• [AVAILABLE RECORDS]
++++++++
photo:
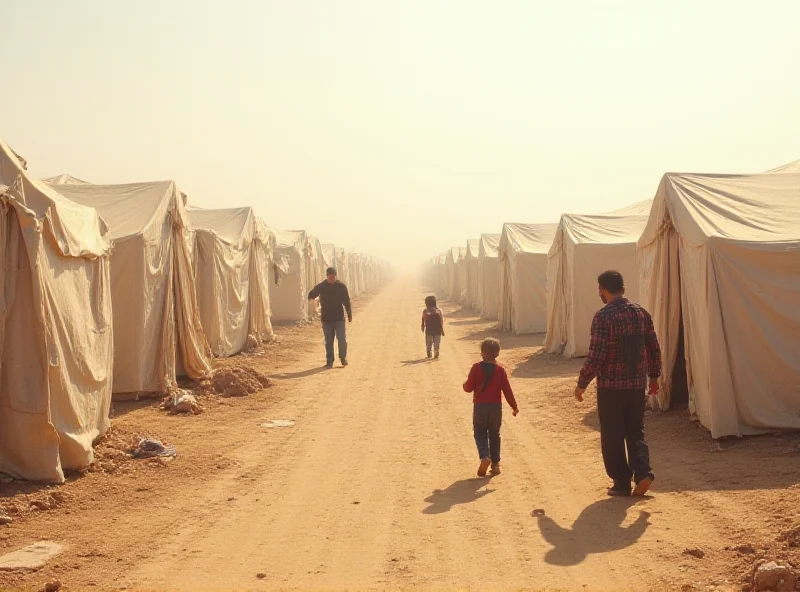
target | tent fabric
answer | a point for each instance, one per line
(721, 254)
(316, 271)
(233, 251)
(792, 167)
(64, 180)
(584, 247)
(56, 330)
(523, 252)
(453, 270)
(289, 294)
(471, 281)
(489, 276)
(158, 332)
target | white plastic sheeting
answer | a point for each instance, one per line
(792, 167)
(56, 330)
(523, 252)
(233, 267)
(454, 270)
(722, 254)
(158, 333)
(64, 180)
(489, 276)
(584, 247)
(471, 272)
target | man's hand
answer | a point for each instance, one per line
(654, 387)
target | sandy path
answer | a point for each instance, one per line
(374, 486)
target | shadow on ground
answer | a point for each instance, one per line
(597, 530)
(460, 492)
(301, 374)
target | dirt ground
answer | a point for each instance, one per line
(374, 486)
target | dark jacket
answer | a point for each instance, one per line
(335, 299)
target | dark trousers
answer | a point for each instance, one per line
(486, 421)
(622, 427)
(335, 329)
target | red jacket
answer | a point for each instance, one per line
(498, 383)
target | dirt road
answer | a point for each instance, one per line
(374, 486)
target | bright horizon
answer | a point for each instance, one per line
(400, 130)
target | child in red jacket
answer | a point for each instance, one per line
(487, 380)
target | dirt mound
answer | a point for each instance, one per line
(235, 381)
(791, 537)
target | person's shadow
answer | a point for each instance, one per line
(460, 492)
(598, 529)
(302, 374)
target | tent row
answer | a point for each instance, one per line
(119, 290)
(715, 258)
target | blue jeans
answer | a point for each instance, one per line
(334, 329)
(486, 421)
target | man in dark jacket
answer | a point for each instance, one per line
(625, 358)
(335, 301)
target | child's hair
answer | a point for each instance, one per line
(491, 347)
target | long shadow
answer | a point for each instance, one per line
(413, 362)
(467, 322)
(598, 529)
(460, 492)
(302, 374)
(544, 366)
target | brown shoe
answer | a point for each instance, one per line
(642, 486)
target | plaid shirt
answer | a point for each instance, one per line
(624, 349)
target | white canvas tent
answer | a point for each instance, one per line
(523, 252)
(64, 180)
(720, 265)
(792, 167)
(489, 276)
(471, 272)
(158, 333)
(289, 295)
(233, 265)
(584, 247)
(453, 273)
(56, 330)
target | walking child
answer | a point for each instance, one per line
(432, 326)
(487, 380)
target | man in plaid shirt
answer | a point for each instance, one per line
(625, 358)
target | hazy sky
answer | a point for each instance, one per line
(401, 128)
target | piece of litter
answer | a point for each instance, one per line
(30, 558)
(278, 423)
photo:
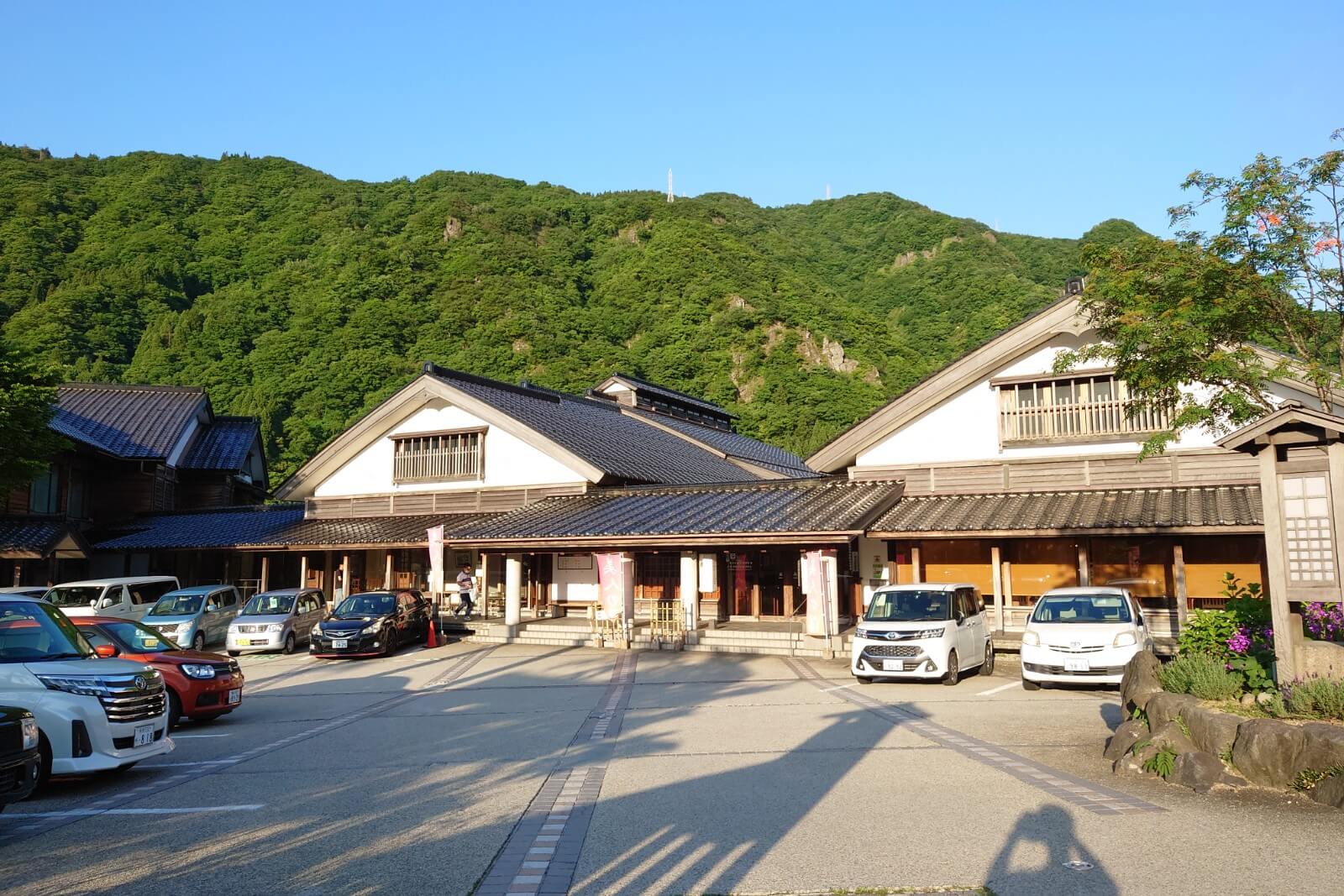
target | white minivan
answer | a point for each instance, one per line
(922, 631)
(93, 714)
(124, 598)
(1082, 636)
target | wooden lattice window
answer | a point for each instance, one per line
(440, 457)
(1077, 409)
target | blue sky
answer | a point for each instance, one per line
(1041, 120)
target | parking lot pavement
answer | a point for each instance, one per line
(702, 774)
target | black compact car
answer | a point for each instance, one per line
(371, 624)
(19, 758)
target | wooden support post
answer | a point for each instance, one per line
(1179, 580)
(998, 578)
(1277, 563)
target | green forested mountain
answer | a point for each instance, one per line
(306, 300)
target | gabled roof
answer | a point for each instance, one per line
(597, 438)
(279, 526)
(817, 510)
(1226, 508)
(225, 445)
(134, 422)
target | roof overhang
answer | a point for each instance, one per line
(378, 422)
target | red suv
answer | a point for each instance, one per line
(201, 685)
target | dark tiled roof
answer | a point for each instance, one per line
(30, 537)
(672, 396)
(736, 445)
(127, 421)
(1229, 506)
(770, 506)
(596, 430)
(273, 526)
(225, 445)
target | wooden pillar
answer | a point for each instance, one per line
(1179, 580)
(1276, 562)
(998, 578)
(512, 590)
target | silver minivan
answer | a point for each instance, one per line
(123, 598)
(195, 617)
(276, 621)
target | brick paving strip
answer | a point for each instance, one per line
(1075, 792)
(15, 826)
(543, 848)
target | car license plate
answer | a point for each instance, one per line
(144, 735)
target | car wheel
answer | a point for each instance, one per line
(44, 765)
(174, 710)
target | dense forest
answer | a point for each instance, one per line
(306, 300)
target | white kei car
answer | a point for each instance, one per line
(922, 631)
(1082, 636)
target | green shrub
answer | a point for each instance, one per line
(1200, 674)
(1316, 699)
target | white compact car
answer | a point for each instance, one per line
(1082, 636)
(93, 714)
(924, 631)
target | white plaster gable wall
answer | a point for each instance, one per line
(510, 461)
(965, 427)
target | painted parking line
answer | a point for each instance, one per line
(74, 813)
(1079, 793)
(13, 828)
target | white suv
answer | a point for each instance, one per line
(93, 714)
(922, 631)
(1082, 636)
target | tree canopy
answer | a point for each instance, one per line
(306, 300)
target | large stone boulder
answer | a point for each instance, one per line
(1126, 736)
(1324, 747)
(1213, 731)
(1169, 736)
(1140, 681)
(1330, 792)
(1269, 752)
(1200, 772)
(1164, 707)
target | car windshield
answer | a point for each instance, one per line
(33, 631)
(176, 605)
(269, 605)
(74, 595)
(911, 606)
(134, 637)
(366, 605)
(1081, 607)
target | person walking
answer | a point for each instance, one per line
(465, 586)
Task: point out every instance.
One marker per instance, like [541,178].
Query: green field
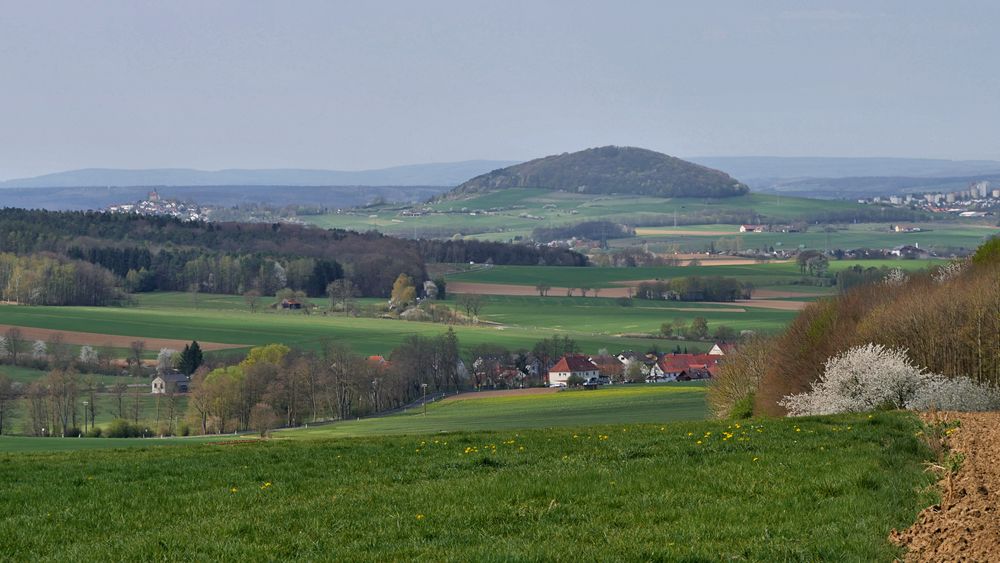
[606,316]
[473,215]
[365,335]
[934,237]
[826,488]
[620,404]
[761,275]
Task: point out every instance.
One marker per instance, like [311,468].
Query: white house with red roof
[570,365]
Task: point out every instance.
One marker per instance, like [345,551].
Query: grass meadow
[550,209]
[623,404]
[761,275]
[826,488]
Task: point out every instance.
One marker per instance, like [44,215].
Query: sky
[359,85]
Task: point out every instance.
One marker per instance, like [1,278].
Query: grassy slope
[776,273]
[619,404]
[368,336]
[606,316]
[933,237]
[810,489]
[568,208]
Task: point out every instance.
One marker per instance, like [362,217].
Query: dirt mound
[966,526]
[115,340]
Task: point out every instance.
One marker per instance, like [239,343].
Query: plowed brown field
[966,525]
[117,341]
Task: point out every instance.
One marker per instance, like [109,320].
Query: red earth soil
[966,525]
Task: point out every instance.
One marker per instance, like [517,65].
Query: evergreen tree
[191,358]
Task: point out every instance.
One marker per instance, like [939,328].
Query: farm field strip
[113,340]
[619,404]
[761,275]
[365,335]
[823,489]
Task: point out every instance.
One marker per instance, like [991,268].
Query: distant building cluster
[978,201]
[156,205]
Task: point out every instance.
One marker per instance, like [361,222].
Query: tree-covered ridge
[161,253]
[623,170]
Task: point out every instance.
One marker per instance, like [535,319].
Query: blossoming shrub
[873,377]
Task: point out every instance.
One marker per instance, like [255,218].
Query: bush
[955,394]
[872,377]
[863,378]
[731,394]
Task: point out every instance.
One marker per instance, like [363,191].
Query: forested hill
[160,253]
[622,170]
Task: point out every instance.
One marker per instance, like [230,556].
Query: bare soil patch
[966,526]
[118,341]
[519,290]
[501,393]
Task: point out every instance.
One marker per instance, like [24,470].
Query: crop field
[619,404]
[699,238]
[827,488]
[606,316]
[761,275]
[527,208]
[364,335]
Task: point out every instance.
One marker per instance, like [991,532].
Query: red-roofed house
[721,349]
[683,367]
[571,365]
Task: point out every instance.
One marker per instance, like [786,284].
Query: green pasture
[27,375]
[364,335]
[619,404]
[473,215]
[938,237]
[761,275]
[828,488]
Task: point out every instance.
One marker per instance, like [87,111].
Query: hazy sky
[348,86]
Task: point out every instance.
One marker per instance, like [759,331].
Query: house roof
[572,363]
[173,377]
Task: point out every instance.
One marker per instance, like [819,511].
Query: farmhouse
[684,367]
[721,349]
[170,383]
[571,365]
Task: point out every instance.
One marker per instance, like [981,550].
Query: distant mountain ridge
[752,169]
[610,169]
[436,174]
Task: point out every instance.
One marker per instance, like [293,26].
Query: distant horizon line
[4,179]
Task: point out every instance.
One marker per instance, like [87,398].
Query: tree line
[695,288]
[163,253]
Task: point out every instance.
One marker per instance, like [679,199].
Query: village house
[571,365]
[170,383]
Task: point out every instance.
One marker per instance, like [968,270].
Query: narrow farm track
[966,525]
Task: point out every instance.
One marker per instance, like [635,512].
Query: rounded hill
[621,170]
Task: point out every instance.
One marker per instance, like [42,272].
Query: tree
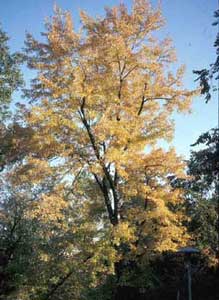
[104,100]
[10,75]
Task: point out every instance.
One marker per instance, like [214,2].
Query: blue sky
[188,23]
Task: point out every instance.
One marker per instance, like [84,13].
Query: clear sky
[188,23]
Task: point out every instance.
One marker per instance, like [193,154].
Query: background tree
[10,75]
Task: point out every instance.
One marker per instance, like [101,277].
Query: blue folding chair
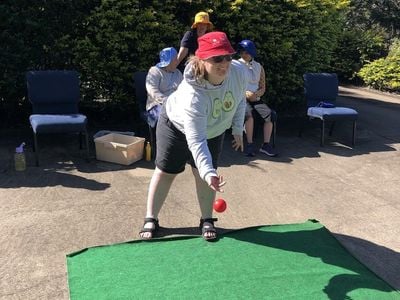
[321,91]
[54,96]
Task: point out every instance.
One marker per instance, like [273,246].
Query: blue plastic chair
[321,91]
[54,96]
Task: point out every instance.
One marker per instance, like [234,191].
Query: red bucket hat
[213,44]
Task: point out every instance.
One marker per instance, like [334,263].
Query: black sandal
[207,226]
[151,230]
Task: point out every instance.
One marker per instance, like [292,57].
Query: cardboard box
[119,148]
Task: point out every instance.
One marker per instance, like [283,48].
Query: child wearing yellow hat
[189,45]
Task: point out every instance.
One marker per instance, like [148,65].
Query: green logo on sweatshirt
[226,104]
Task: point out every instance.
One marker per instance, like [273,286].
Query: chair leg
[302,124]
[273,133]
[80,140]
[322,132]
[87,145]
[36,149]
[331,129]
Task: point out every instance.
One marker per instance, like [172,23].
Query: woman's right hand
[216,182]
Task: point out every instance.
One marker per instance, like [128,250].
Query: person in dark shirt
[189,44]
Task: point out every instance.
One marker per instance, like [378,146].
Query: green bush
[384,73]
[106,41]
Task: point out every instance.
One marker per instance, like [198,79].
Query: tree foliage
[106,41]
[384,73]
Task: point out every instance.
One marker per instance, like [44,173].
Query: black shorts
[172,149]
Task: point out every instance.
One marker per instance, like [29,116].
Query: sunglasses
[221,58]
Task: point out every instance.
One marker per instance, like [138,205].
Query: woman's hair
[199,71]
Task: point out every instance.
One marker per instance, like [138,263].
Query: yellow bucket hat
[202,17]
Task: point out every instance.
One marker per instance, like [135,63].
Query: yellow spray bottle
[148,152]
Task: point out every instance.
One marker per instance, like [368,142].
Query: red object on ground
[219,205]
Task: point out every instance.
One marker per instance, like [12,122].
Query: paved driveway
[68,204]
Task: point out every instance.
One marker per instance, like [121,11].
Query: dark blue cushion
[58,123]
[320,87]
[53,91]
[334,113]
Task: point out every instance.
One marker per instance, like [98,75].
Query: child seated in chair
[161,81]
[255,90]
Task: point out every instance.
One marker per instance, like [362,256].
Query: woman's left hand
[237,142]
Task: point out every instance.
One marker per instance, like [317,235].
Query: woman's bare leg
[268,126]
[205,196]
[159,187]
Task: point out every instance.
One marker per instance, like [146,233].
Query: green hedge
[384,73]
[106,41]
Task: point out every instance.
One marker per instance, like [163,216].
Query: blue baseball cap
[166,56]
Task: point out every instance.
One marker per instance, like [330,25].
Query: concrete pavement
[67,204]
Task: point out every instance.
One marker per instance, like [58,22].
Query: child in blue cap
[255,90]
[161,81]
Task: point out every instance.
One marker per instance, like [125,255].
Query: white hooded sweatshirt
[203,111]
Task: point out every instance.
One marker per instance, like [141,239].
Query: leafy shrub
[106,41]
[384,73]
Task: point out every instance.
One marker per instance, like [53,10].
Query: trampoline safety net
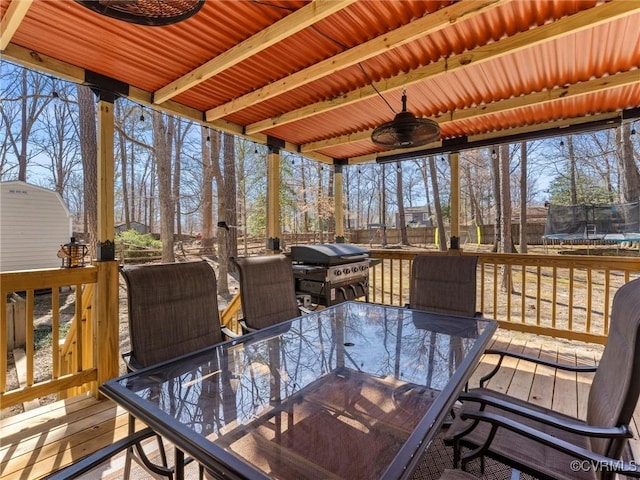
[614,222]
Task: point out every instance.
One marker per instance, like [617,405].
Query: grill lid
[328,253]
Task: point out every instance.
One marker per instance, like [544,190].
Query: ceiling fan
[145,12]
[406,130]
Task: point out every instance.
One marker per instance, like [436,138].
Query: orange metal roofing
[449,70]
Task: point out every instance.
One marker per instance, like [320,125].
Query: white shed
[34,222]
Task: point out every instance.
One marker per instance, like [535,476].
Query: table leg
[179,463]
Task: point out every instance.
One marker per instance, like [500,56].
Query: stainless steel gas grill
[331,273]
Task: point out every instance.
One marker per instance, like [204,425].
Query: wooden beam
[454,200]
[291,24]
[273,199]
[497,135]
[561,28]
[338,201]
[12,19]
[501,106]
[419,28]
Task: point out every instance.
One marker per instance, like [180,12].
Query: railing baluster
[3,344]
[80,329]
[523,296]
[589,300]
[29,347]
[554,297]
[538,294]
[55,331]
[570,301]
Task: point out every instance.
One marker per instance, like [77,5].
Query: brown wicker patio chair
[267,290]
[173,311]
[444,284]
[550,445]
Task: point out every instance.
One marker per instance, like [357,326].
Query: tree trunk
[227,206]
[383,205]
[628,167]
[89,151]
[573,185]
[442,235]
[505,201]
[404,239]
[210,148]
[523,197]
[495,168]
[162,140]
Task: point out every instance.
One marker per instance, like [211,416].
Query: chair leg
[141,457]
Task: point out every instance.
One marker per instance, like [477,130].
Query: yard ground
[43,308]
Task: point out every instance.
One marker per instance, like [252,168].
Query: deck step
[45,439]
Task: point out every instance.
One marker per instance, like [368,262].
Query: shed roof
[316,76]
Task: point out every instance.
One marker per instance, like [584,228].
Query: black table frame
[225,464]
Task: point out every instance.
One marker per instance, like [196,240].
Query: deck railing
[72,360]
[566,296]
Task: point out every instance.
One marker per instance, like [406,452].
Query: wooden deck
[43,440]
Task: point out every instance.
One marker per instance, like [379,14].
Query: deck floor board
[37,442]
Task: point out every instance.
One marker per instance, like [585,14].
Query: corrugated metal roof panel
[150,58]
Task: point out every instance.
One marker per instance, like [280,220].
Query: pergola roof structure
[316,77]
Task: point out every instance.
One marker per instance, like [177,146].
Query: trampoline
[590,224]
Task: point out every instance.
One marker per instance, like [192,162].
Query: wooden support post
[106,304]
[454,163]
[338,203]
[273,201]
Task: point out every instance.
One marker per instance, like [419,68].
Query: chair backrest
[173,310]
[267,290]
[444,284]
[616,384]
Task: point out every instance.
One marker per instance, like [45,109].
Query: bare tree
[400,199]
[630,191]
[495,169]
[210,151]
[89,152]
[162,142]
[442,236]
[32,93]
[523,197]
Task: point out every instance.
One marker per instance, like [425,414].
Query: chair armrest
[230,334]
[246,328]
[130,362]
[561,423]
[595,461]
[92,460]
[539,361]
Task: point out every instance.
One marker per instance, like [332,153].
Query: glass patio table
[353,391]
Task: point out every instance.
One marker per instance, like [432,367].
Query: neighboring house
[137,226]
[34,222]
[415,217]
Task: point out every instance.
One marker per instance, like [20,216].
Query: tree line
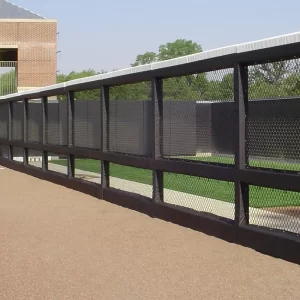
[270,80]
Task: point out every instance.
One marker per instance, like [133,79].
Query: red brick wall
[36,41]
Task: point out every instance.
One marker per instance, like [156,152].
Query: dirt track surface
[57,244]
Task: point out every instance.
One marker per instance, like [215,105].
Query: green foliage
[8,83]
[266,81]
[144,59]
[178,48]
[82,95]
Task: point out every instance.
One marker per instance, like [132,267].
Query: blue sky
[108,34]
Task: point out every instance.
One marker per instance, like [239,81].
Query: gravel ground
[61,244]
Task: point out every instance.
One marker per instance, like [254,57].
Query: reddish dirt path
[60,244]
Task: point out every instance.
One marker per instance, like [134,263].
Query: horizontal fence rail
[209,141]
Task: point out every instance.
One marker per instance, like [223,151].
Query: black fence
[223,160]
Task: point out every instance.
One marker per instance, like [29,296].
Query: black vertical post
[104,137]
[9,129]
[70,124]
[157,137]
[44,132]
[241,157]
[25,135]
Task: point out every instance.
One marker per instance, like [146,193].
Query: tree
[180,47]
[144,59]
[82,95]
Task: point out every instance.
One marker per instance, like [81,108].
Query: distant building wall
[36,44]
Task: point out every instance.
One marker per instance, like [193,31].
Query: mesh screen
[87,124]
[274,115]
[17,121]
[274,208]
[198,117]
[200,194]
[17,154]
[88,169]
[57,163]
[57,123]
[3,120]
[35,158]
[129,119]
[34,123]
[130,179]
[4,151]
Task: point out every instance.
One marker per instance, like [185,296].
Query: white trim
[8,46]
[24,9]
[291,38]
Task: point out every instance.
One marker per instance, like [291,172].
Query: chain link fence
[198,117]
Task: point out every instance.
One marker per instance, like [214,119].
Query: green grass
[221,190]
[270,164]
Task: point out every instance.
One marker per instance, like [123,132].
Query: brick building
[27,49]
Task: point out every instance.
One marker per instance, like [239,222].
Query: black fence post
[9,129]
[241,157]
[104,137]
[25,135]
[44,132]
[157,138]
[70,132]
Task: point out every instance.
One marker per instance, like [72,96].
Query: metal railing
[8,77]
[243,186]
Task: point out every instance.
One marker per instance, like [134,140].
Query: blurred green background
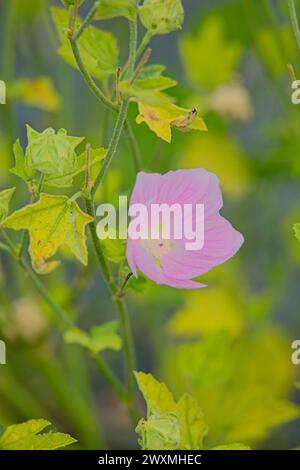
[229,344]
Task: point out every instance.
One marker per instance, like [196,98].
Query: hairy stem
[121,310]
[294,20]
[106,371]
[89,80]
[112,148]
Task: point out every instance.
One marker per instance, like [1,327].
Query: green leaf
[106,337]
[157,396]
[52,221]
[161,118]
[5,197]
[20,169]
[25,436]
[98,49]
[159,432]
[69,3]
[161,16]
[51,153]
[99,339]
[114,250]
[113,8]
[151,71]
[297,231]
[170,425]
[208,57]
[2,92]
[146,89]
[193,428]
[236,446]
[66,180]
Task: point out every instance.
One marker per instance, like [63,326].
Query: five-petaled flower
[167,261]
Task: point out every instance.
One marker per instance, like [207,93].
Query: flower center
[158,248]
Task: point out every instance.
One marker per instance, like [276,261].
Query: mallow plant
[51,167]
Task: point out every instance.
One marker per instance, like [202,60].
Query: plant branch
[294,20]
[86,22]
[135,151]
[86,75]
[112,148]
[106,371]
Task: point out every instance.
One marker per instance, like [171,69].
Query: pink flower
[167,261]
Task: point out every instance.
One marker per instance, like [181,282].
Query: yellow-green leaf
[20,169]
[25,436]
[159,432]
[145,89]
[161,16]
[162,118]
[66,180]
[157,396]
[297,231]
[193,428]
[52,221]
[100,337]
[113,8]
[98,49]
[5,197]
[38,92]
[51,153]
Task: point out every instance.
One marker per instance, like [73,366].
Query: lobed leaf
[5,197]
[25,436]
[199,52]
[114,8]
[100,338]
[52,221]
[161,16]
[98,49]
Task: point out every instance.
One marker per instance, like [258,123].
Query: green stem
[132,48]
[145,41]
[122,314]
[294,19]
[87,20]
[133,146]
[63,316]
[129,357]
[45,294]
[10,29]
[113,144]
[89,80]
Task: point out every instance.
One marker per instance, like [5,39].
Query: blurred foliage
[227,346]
++++++++
• [STATED TASK] Count the lines in the entries above that contain the string "blue", matching case exactly. Reply with the number alone.

• [EXERCISE RESULT] 9